### TRY IT:
Reproduce every record exactly as given.
═════ EXERCISE INPUT ═════
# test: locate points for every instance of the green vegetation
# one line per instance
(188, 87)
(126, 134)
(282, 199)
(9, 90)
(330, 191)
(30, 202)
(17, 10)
═════
### FINISHED TASK:
# test: locate points for every instance of the green vegetation
# one line per instance
(188, 87)
(126, 134)
(282, 199)
(9, 90)
(330, 191)
(30, 202)
(17, 10)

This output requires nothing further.